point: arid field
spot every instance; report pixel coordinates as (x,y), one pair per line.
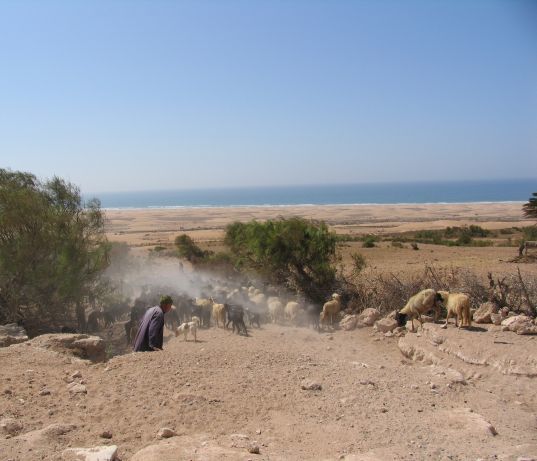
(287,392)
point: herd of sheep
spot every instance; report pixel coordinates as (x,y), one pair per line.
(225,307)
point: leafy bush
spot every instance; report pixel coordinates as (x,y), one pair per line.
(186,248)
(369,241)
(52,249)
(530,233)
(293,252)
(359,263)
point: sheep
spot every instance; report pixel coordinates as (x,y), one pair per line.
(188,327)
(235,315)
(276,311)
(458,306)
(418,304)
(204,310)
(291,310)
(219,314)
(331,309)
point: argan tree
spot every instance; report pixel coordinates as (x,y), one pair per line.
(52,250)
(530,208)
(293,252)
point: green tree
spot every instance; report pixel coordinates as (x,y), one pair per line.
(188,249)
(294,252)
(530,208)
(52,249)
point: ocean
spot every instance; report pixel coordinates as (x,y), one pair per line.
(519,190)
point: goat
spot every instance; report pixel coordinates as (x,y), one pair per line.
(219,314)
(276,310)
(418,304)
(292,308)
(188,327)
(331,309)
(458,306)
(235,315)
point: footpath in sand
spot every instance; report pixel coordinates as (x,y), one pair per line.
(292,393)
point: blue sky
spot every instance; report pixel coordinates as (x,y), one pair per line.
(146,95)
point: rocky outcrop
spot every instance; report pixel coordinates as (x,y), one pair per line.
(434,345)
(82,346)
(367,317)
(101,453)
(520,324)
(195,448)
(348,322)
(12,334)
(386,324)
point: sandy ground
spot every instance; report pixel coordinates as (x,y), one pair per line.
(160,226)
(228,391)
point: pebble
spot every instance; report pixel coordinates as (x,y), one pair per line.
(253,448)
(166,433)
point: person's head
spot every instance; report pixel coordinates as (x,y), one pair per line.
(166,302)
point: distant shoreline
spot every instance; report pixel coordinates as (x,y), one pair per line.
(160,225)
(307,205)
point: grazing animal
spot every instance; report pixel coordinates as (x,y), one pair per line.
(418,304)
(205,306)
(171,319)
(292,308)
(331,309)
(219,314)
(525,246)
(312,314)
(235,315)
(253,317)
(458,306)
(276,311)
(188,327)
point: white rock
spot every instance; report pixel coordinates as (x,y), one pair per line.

--

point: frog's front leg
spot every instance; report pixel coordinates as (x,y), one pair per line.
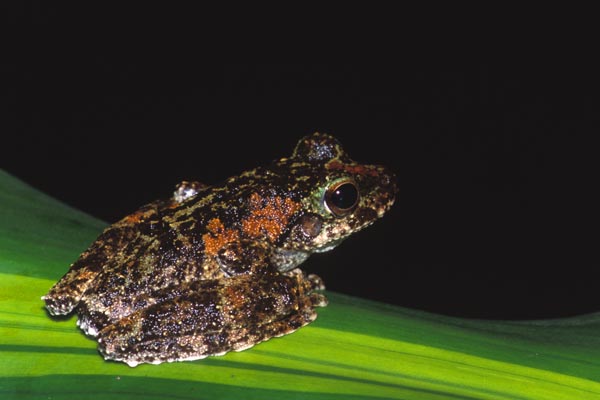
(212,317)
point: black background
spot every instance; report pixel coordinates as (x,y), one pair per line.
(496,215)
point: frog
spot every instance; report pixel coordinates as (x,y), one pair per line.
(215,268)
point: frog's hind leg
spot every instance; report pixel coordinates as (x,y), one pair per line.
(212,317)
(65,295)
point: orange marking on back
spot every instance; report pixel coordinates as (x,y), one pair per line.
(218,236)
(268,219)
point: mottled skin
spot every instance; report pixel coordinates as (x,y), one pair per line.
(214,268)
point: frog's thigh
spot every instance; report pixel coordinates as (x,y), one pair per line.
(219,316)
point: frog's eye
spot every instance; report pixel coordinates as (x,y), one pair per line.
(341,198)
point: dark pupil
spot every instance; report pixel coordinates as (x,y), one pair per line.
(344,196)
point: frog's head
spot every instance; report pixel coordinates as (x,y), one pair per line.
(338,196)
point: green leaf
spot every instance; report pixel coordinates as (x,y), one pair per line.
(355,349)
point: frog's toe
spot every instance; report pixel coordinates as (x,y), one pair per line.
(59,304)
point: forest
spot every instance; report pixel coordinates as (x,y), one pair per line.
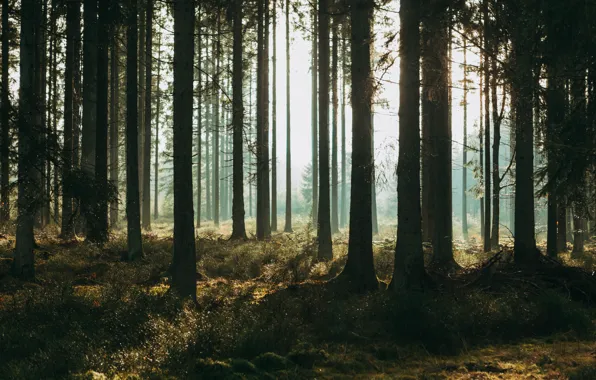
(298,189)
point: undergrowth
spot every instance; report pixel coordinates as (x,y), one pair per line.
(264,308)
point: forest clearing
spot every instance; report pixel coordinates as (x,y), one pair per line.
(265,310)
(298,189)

What is asked :: Find each line above that contains the word "forest" and copy it out. Case counts when matching.

Result of this task ::
point: forest
point: forest clearing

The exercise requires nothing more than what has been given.